___ INFORMATION GIVEN

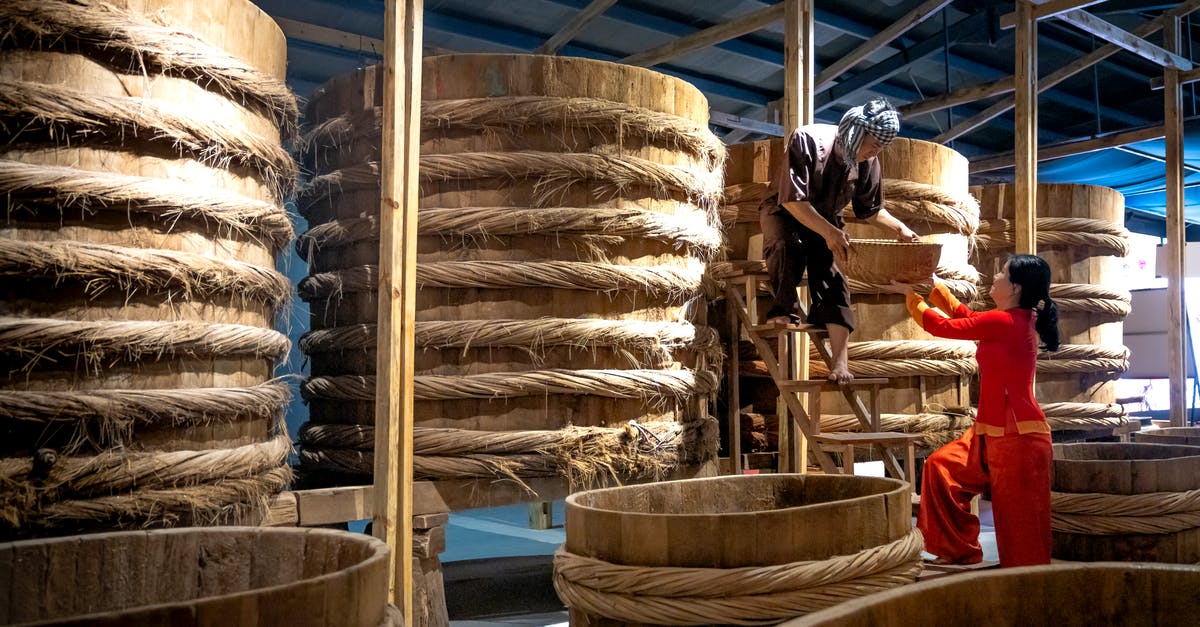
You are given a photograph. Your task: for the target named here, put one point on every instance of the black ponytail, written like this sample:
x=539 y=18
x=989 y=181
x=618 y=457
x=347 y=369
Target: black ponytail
x=1032 y=274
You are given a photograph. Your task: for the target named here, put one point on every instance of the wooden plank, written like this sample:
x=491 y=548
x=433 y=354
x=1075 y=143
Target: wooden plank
x=1077 y=147
x=333 y=37
x=574 y=27
x=799 y=61
x=709 y=36
x=1176 y=321
x=1061 y=75
x=1048 y=10
x=1026 y=132
x=397 y=294
x=1107 y=31
x=886 y=36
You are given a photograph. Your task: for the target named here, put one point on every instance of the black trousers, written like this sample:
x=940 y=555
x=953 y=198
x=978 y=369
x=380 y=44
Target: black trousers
x=790 y=250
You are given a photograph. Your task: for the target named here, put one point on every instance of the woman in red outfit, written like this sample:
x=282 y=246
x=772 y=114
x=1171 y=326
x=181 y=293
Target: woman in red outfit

______

→ **PROBLEM STATEMENT**:
Reproduce each line of the records in which the string "woman" appears.

→ **RESPONSE BELOW**:
You are given a photograph. Your task: for the target named here, put one point on every instance of the woman in red outfit, written like this sample:
Target: woman in red outfit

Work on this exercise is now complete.